-- BEGIN ENTRIES SHOWN --

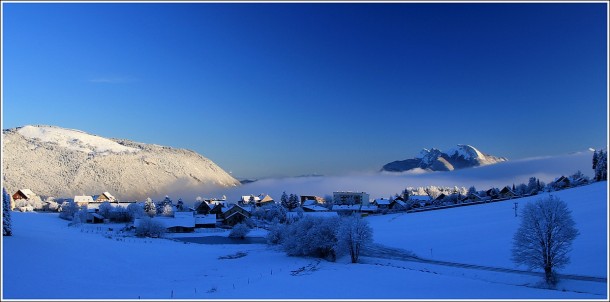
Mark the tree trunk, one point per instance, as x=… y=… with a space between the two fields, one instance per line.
x=548 y=275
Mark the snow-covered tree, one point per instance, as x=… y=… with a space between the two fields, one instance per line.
x=292 y=202
x=79 y=217
x=168 y=210
x=50 y=204
x=104 y=209
x=240 y=230
x=354 y=234
x=284 y=200
x=150 y=228
x=135 y=210
x=545 y=236
x=150 y=207
x=433 y=192
x=601 y=166
x=472 y=190
x=7 y=227
x=532 y=186
x=68 y=209
x=275 y=211
x=311 y=236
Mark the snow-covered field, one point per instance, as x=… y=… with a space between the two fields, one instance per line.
x=482 y=234
x=47 y=259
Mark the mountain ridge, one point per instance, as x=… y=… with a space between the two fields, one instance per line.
x=56 y=161
x=460 y=157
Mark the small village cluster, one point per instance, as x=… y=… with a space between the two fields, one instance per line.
x=221 y=213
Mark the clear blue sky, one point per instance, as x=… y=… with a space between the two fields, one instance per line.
x=290 y=89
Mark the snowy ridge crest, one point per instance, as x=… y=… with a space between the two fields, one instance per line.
x=54 y=161
x=462 y=156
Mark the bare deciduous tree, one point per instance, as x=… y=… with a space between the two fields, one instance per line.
x=545 y=236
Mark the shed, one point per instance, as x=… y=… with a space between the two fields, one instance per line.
x=235 y=215
x=94 y=218
x=23 y=194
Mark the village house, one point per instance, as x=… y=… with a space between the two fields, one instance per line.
x=24 y=194
x=83 y=200
x=203 y=208
x=382 y=203
x=308 y=198
x=265 y=200
x=104 y=197
x=314 y=207
x=420 y=200
x=507 y=193
x=343 y=198
x=562 y=182
x=205 y=221
x=234 y=215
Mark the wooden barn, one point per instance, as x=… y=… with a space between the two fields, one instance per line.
x=235 y=215
x=104 y=197
x=217 y=210
x=23 y=194
x=506 y=192
x=203 y=208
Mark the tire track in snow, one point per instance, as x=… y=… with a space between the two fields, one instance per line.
x=381 y=251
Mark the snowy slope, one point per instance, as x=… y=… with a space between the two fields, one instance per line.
x=482 y=234
x=81 y=263
x=53 y=161
x=73 y=139
x=384 y=184
x=462 y=156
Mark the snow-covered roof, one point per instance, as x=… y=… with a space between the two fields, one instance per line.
x=400 y=202
x=82 y=199
x=246 y=198
x=74 y=139
x=368 y=208
x=312 y=214
x=233 y=214
x=96 y=215
x=419 y=197
x=109 y=196
x=205 y=219
x=316 y=208
x=382 y=201
x=168 y=222
x=28 y=193
x=345 y=207
x=309 y=202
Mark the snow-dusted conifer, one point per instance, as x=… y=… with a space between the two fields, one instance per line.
x=134 y=210
x=240 y=230
x=545 y=236
x=354 y=234
x=104 y=209
x=168 y=210
x=7 y=227
x=284 y=200
x=150 y=207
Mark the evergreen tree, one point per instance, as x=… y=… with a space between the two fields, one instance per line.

-- END ENTRIES SHOWN --

» **OBJECTIVE**
Rewrite the lines beginning at the one that contains "Mark the snow-covered roof, one" and ending with the last line of the material, swapping "snow-dusted" for "frost-covered" and keeping everything else the same.

» **RESULT OF THIS EXERCISE**
Mark the snow-covered roof, one point per instance, as x=… y=… with a space between the two fields, one instance per line.
x=400 y=202
x=82 y=199
x=246 y=198
x=74 y=139
x=368 y=208
x=312 y=214
x=233 y=214
x=96 y=215
x=419 y=197
x=109 y=196
x=205 y=219
x=316 y=208
x=382 y=201
x=168 y=222
x=28 y=193
x=345 y=207
x=309 y=202
Mark the frost-covered conifer, one point per instance, as x=… y=… with a space between the two fields, one instance per line.
x=134 y=210
x=240 y=230
x=545 y=236
x=354 y=234
x=104 y=209
x=168 y=210
x=7 y=227
x=284 y=200
x=150 y=207
Mark the evergreen tree, one point per instance, as x=… y=… with a space between the two fields, one instance per line.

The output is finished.